#### Extract

According to the Ministry of Education of Singapore (MOE), Professional Practice Guidelines for the Psycho-educational Assessment and Placement of Students with Special Educational Needs (SEN), the definition of Dyslexia refers to “a type of specific learning difficulty identifiable as a developmental difficulty of language learning and cognition It is a learning difficulty that primarily affects the skills involved inaccurate and fluent word reading and spelling. Characteristic features of dyslexia are difficulties in phonological awareness, verbal memory, and processing speed. Co-occurring difficulties may be seen in aspects of language, motor coordination, mental calculation, concentration, and personal organization, but these are not, by themselves, markers of dyslexia.”
Referring to MOE statistics, based on 2016 to 2019 data, about 3.5% of Primary 3 students were reported as having Dyslexia. In Secondary 1, about an additional 1% of the cohort reported diagnosis with Dyslexia. The proportion of students with dyslexia in Singapore is within the international prevalence of between 3% and 10%. This estimates that 20,000 students are diagnosed with Dyslexia. Of course, there are more that went unnoticed with the limited awareness of this condition among Singaporeans.

#### Activity list
• A. According to the passage on dyslexia in Singapore, what share of Primary 3 students were reported as having dyslexia, based on MOE data from 2016 to 2019?
• B. Extract the portion of the passage on dyslexia in Singapore between "Referring to MOE" and "condition among Singaporeans.", inclusive.

#### Data for analysis
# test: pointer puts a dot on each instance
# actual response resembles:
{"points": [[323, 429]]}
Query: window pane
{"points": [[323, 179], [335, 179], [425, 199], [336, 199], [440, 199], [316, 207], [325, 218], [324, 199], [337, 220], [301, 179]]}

#### Solutions by task
• A. About 3.5%.

• B.
Referring to MOE statistics, based on 2016 to 2019 data, about 3.5% of Primary 3 students were reported as having Dyslexia. In Secondary 1, about an additional 1% of the cohort reported diagnosis with Dyslexia. The proportion of students with dyslexia in Singapore is within the international prevalence of between 3% and 10%. This estimates that 20,000 students are diagnosed with Dyslexia. Of course, there are more that went unnoticed with the limited awareness of this condition among Singaporeans.